# RAW RECORDS

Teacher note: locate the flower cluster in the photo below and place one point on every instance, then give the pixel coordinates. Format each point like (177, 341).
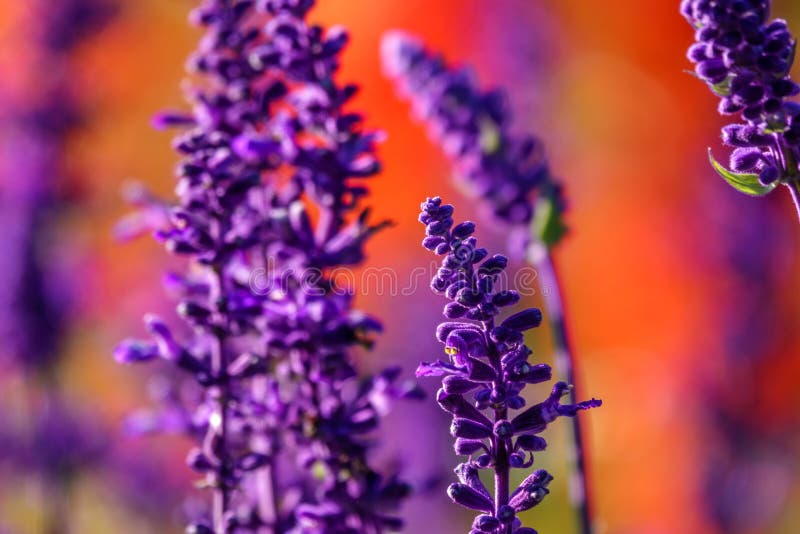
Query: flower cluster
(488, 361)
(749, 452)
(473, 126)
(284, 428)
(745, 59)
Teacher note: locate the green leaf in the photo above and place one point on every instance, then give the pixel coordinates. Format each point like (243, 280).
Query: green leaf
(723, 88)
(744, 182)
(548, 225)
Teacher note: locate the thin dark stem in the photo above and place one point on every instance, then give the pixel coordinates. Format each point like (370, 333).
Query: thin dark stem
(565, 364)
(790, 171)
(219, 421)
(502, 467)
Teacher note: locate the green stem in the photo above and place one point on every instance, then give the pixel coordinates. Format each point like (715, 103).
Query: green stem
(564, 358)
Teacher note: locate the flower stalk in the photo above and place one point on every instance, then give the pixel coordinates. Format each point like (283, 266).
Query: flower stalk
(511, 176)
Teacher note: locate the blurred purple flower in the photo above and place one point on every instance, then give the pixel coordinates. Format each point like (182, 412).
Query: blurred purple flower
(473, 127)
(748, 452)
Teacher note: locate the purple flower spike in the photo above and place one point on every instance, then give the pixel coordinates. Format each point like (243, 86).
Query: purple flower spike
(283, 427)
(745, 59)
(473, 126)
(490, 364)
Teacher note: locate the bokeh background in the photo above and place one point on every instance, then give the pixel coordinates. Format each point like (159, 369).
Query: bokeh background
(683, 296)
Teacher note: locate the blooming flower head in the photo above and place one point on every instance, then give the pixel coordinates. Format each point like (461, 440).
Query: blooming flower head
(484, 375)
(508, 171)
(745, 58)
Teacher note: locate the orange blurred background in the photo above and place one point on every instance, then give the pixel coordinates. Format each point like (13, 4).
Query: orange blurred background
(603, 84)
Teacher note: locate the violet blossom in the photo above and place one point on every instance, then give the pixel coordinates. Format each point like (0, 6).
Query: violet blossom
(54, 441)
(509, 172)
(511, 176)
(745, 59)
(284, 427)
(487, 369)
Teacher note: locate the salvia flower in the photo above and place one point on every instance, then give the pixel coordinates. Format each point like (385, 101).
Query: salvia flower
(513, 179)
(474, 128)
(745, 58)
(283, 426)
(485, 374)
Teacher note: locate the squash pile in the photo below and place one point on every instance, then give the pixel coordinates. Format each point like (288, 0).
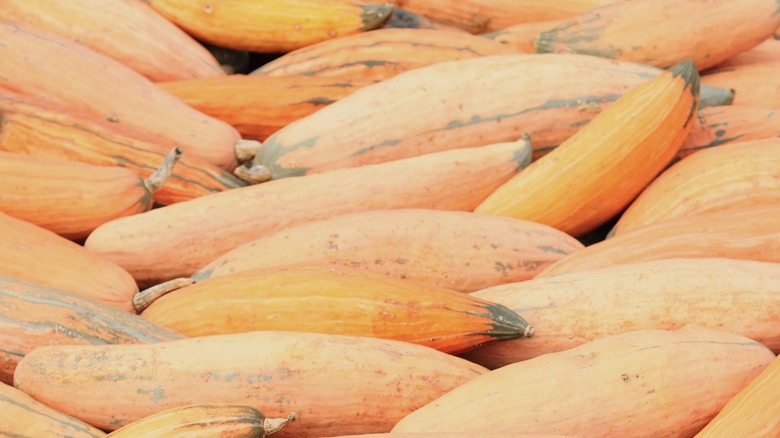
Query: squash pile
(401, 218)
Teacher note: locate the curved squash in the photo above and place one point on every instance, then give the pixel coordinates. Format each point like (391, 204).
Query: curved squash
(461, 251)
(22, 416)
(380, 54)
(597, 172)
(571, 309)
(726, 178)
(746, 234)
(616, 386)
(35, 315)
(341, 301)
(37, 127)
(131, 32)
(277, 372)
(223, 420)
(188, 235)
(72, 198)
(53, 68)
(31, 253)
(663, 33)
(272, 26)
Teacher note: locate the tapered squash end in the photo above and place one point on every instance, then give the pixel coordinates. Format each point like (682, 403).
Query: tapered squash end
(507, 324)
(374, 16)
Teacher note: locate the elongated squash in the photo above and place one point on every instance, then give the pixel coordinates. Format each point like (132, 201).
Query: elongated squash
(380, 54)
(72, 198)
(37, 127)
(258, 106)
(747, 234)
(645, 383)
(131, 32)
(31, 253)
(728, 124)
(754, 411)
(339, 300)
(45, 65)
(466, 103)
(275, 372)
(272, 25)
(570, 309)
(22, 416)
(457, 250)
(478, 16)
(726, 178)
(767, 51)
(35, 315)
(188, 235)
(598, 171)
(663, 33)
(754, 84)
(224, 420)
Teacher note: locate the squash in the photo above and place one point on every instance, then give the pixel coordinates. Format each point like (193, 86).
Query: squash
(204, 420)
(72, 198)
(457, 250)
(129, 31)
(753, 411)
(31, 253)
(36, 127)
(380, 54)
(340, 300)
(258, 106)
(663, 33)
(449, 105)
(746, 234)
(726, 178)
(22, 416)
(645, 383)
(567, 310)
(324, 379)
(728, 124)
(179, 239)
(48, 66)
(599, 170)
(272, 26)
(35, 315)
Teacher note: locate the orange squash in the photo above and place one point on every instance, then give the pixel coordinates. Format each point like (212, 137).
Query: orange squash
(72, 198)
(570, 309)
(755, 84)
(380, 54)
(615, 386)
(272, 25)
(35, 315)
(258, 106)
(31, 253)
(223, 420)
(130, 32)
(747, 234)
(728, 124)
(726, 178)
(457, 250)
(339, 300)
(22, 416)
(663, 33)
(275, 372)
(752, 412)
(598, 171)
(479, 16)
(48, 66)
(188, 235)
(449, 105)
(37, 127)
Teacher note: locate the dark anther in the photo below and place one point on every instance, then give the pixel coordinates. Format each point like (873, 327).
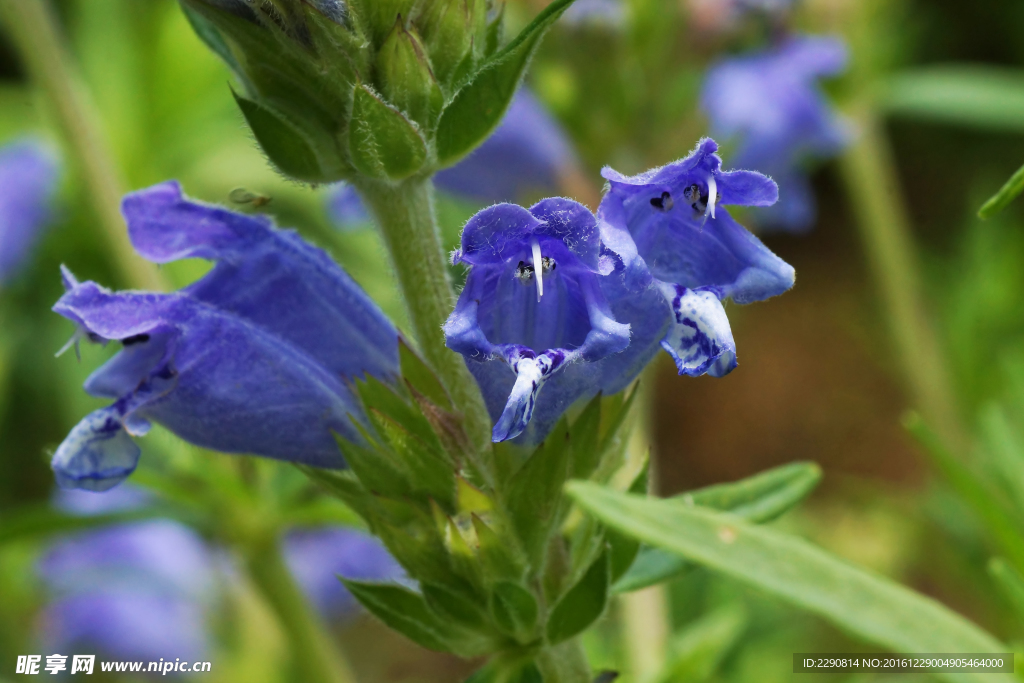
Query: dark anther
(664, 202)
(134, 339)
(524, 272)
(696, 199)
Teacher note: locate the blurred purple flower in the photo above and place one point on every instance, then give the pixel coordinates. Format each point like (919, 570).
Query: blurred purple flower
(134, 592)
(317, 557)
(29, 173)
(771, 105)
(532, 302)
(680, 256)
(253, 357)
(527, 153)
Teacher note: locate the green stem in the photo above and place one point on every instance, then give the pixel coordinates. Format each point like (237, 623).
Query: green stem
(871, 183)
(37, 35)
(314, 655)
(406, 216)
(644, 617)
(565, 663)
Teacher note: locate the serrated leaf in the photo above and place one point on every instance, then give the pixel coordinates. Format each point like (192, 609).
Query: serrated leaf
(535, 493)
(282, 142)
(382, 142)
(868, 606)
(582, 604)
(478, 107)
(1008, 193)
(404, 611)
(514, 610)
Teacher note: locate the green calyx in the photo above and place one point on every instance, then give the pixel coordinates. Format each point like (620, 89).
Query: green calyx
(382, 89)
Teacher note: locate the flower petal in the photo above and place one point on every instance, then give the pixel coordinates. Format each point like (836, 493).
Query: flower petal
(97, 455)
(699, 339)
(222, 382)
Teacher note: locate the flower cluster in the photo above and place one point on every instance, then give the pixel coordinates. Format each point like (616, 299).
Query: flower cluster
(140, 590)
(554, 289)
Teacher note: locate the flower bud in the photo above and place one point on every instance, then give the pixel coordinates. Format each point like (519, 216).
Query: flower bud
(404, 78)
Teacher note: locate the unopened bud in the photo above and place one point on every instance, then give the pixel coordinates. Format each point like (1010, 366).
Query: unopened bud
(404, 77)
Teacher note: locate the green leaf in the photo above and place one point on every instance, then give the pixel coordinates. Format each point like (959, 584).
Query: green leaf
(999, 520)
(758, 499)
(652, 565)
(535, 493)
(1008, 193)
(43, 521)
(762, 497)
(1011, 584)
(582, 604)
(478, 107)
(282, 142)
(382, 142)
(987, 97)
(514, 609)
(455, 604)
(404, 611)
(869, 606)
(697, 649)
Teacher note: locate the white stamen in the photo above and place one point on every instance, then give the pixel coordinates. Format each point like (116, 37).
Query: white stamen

--

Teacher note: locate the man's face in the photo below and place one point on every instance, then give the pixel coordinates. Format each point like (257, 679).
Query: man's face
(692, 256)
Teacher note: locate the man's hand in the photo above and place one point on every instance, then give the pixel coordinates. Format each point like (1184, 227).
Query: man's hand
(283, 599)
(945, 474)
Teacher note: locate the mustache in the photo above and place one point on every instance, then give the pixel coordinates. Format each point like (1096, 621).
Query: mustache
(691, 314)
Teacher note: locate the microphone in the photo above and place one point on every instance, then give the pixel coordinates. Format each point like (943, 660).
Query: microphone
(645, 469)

---

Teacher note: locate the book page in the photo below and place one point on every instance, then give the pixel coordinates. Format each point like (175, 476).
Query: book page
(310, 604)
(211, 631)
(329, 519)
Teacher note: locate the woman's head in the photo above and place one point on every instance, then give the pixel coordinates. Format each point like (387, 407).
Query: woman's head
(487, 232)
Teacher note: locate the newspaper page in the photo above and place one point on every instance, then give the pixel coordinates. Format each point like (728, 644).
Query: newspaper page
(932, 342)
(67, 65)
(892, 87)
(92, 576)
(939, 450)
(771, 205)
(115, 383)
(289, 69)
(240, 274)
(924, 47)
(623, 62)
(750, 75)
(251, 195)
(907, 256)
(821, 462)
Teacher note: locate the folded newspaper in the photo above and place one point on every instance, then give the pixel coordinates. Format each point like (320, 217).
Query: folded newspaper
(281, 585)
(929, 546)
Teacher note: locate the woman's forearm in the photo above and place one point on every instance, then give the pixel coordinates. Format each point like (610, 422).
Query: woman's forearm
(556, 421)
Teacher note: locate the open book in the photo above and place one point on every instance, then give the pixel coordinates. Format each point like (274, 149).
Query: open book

# WHAT NEEDS TO BE DONE
How many lines in the entries above contain the string "squash"? Reply with the number alone.

# EXPECTED ANSWER
12